§ Passage:

* * * * * * *

Consider: The U.S. uses nearly 4 terawatts of energy per year (a terawatt is 1 trillion watts). According to Reason magazine's science editor, Ronald Bailey, relying on the work of MIT's Daniel Nocera, putting a windmill on every available spot on the globe that has class 3 winds or higher — i.e., winds in excess of 11.5 mph — would produce 2.1 terawatts at best. And we're not going to be piping in wind energy from the Mongolian steppes. Biomass could produce 10 terawatts — if every person on the planet stopped eating, and we converted all of the world's crops into fuel for machines instead of people.

Even if the current grid did supply enough electricity to power our transportation needs, the U.S. still would have to rely on gasoline for a great deal of its movement. Take the Chevy Volt, America's best-selling electric vehicle. It averages a mere 30-40 miles on battery power alone.

Then it needs to recharge for 10 hours. The Volt is a four-door compact. Imagine how long it would take to recharge a school bus. And if you leave the Volt unplugged in cold weather, then the engine must burn gasoline until the battery warms up to its minimum functioning temperature — somewhere between 32 and 50 degrees Fahrenheit.

Foes of measures to expand drilling — such as the bill passed by the House last week that would open up Virginia's shores for exploration — point out that America consumes 22 percent of the world's energy but contains only 1.5 percent of proven petroleum reserves. Note the word "proven": It refers to the amount of commercially recoverable petroleum available under current government regulations.

* * * * * * *

§ Data extract:
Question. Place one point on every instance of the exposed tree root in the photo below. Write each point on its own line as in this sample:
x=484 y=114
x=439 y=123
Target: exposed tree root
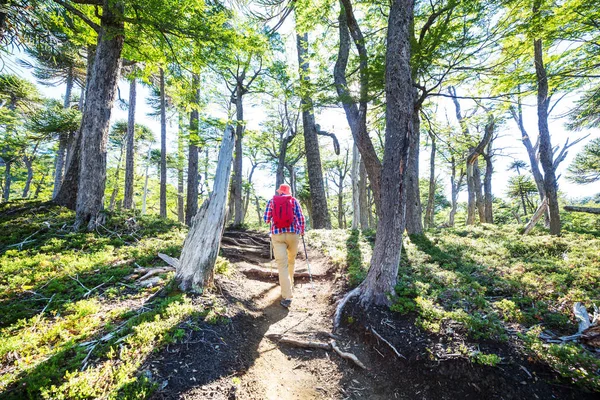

* * * * * * *

§ List of tasks:
1. Answer each question using the energy passage:
(a) How many miles does the Chevy Volt average on battery power alone?
(b) What share of the world's energy does America consume, according to foes of expanded drilling?
(c) At best, how many terawatts would windmills produce if placed on every available spot with class 3 winds or higher?
2. In one to three sentences, explain why the energy passage says the U.S. would still rely on gasoline for much of its movement even if the grid supplied enough electricity.
3. Please proceed with the energy passage from the point where it stops.

§ Exercise answers:
1.
(a) 30-40 miles
(b) 22 percent
(c) 2.1 terawatts

2. Electric vehicles like the Chevy Volt, America's best-selling electric vehicle, go only 30-40 miles on battery power alone and then need 10 hours to recharge. In cold weather, an unplugged Volt must also burn gasoline until its battery reaches its minimum functioning temperature.

3.
In other words, no matter how much petroleum someplace such as the Arctic National Wildlife Refuge contains, if drilling is forbidden there by federal policy then it doesn't count as part of the U.S. reserve. Critics who say we shouldn't permit drilling off Virginia's coast because the U.S. has only a small share of the world's proven reserves are making a circular argument. If drilling were permitted, then we would have much bigger reserves.

All of the above constitute arguments for continued exploration and drilling. What they don't constitute are arguments against developing alternative energy sources. Yet many red-team cheerleaders for oil and gas insist that pursuing alternative energy sources is a fool's errand. It isn't. Just because they cannot meet our needs today does not mean they never will, and insisting otherwise is akin to astronomer F.R. Moulton's 1932 prediction that "there is no hope for the fanciful idea of reaching the moon, because of insurmountable barriers to escaping the Earth's gravity." Human ingenuity knows few limits.

While wind likely will remain of limited benefit, solar energy holds great potential. As Reason's Bailey notes, more energy from the sun strikes the planet in one hour than humanity uses in the course of an entire year. The trick is figuring out how to harness it in economically feasible ways. Unlike nuclear power, solar energy doesn't leave behind deadly toxic waste. Unlike petroleum, solar power is not — at least for human purposes — finite. And unlike coal, oil and gas, it does not contribute to global warming.

(Conservatives, who like to think of themselves as hard-nosed realists, are going to have to stop denying the realities of climate change. True, not everything is known. But not everything is known about gravity, either, and it's still not safe to jump off a bridge.)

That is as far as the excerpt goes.